*Prompt*. Can you edit the data below by replacing "scouting log" with "inspection log" throughout, leaving everything else unchanged and the pictures out of your answer?

— START OF Raw data —

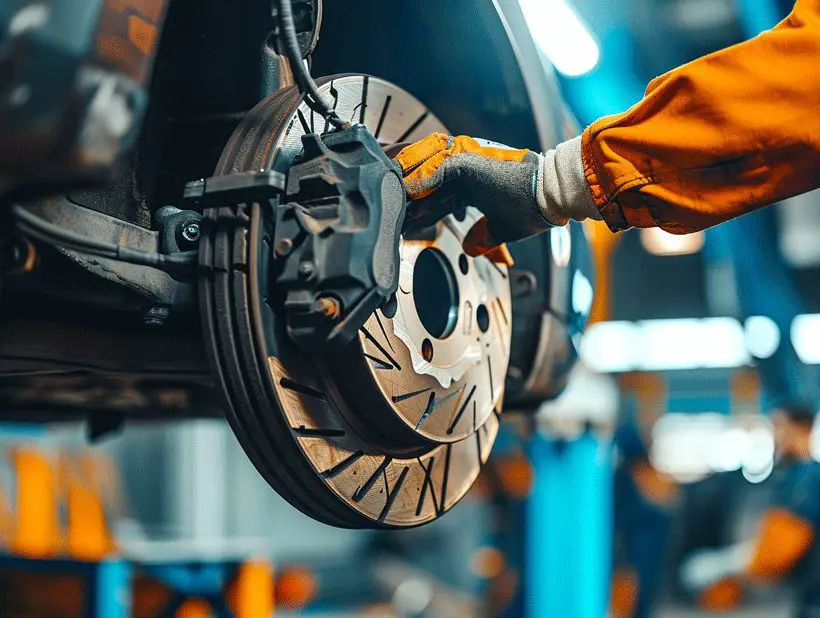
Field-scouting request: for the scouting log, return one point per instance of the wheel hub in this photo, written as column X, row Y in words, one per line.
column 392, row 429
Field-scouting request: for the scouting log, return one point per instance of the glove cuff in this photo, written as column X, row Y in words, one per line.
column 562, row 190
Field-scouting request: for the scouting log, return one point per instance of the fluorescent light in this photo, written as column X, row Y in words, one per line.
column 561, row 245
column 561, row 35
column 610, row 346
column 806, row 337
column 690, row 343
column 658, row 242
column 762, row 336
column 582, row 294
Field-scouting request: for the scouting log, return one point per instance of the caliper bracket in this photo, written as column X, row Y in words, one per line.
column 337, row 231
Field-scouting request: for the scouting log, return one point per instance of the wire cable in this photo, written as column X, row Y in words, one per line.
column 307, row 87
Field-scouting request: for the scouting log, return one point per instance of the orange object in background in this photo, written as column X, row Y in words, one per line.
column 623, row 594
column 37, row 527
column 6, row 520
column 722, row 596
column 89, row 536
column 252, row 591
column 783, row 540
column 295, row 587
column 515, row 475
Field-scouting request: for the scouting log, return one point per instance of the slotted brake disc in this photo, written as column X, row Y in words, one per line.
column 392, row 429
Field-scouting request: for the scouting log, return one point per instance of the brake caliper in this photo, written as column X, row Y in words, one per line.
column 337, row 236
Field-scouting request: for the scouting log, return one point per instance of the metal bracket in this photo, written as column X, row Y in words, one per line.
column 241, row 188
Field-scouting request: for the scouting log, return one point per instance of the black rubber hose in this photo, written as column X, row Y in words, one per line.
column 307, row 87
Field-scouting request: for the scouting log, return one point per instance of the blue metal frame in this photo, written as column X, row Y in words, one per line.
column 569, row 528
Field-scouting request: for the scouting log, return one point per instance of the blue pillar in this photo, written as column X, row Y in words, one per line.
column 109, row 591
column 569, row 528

— END OF Raw data —

*Response*.
Field-scouting request: for the inspection log, return one point per instance of the wheel hub in this photo, written as column X, row Y in words, one per line.
column 392, row 429
Field-scouting request: for the inspection log, return one point per instance of the glove cuff in this photo, written as column X, row Y in words, one per line.
column 562, row 190
Field-scouting request: for the inspection log, return one point per instance of the fluorescent light in this photo, written as column X, row Y in words, one per line.
column 561, row 245
column 561, row 35
column 610, row 346
column 806, row 337
column 690, row 343
column 658, row 242
column 762, row 336
column 582, row 294
Field-scouting request: for the inspection log, return one point per instance of the caliper bracket in this photo, written as column X, row Y in words, one per line.
column 337, row 231
Field-scouting request: for the inspection log, return one point per instance of the wire cable in this photo, written as column X, row Y in words, one per line.
column 307, row 87
Field-scouting request: for the inspection log, return one point per instance of the orange object in background in this photo, written as column X, row Y in words, one per line.
column 623, row 594
column 37, row 527
column 6, row 520
column 722, row 596
column 89, row 536
column 252, row 591
column 783, row 540
column 295, row 587
column 515, row 475
Field-scouting request: for the inspection log, return one point per instance of the slotted brake disc in this photo, written as column X, row Y in words, one per line.
column 392, row 429
Field-scouting request: for the inspection log, return one point per instance of the brake caliper in this photo, written as column X, row Y in words, one per line.
column 337, row 236
Field-scouting request: for the inspection log, return one point per instance of the metal bracket in this photo, written as column X, row Y in words, one per line.
column 241, row 188
Field-scouting request: for the inspection log, return one point per instance of the black rubber hose in this photo, written as column X, row Y in words, one per line.
column 307, row 87
Field-scouting request: for the inspection log, return one point per instance of the blue metal frame in this photo, written as column X, row Y in words, one per line.
column 569, row 528
Field-scouting request: for the inspection log, return one point per instance of the blue pillar in this photo, written as column X, row Y in words, one per line.
column 109, row 591
column 569, row 528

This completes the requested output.